• Entries from a pointing dataset:
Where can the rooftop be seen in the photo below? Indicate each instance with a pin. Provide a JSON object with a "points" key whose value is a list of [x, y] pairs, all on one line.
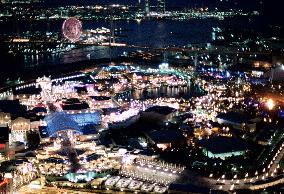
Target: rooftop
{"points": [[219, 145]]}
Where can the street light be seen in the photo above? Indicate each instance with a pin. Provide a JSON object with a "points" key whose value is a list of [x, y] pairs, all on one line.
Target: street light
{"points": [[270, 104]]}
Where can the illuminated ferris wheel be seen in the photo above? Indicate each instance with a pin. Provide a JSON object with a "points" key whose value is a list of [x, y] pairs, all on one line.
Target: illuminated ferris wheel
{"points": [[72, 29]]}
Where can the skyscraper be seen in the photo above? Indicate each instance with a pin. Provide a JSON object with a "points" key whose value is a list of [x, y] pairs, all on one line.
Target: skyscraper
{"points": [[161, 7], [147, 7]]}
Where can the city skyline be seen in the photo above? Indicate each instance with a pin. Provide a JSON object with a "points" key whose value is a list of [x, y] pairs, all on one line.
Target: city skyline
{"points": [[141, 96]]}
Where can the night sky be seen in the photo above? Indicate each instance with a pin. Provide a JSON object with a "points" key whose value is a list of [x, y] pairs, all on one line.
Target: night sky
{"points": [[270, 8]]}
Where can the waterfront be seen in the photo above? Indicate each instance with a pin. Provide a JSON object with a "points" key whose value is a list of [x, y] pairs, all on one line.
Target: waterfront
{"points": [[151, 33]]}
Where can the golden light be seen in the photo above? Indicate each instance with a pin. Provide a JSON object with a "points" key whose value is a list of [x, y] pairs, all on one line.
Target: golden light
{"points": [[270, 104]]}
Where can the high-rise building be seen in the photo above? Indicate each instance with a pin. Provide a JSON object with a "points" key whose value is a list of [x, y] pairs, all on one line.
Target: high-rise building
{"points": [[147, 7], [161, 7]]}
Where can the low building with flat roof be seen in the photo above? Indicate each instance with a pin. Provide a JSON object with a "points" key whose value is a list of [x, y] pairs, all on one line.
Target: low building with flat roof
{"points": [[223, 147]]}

* * *

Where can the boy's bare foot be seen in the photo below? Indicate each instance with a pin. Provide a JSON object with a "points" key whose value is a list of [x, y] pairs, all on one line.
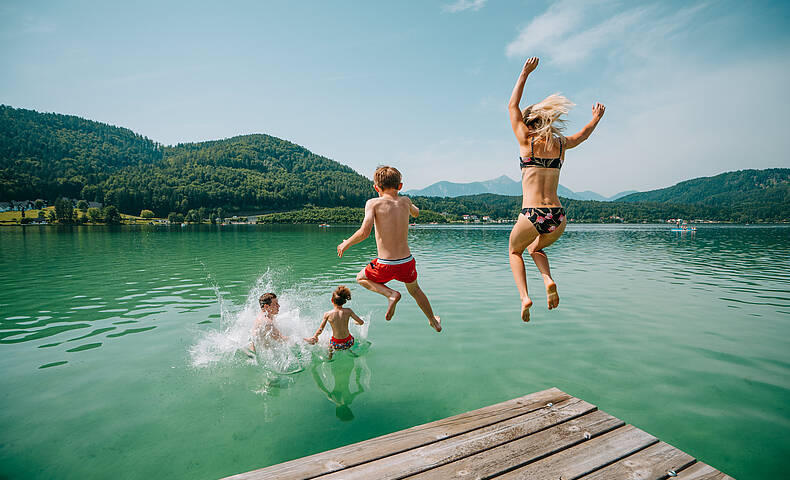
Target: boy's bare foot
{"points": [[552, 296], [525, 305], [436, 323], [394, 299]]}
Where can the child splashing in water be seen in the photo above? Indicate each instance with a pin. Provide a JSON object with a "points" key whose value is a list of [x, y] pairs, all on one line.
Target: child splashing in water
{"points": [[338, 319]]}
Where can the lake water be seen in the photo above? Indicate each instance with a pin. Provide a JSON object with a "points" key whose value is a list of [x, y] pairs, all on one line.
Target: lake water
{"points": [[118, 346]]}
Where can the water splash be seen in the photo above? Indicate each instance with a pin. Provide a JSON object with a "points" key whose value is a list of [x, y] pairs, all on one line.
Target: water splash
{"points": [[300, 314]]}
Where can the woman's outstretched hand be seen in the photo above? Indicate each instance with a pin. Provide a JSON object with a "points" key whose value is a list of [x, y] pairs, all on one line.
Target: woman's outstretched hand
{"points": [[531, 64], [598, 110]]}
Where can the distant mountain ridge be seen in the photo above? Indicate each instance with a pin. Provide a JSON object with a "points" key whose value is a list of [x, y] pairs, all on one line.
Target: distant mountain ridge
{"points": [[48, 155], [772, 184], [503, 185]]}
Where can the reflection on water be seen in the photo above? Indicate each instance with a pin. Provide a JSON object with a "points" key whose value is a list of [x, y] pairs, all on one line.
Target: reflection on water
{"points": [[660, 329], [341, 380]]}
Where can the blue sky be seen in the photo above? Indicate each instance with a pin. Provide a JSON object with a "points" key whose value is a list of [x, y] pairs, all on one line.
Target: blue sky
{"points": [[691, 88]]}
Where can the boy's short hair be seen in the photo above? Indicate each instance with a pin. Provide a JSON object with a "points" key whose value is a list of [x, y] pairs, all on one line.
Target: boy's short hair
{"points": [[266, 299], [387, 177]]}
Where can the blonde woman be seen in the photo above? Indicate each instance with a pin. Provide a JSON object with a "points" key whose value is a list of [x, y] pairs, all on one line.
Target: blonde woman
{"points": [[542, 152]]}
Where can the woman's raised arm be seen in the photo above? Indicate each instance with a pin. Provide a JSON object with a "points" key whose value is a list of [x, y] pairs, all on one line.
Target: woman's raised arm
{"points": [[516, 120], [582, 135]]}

• Goal:
Show every line from the records above that contains the word "golden", matching case exactly.

• Correct result:
Where can the golden light be seen in the photo above? Indicate each instance with a pin. Provide a JSON object with a "points" key whose value is a list of [x, y] pairs, all on one line.
Target: golden light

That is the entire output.